# [Set exercise]
Reproduce the data below from the line containing "For the benchmark, point out every instance of the green" through the line containing "point(11, 180)", word for word and including both of those lines.

# [Information provided]
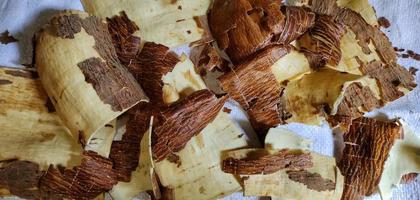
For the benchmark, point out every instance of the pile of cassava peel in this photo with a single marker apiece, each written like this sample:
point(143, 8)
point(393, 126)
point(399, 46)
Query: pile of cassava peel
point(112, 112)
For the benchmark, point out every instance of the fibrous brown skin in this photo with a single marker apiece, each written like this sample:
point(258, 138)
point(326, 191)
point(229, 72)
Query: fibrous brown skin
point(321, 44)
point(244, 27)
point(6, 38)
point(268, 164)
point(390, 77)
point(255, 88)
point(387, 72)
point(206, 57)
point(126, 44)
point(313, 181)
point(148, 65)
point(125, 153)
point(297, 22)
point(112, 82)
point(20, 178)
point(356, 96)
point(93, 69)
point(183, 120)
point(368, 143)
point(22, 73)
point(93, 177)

...

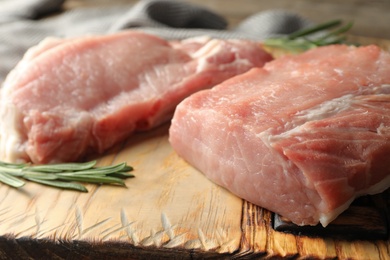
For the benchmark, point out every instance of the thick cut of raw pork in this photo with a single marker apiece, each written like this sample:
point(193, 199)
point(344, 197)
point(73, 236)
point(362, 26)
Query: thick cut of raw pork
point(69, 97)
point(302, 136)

* * *

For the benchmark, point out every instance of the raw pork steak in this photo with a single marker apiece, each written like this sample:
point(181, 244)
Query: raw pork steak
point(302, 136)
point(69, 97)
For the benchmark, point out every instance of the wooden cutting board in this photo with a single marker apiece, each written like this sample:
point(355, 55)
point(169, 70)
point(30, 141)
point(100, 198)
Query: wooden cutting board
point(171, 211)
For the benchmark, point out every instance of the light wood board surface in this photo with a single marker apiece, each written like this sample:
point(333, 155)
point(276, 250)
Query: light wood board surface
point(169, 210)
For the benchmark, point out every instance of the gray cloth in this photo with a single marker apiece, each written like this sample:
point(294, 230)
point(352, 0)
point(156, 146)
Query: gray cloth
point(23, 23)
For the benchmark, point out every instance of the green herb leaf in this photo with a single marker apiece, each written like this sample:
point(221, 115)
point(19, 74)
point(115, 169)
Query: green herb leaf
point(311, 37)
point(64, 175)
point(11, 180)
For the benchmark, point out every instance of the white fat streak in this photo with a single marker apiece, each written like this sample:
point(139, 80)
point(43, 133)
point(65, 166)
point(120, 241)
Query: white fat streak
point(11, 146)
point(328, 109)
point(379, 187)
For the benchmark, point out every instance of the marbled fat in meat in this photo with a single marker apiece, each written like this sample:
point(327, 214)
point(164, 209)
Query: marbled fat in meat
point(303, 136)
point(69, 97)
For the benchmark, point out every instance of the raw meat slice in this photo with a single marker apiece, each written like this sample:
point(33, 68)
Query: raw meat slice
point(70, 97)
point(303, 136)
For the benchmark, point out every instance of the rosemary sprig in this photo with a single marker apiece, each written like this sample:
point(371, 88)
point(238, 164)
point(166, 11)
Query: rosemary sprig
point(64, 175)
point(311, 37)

# [Final result]
For the benchmark, point out every instance of the green herb leaf in this photo with a single marker apiece, each written like this sample:
point(221, 115)
point(19, 74)
point(115, 169)
Query: green herb leaf
point(311, 37)
point(64, 175)
point(11, 180)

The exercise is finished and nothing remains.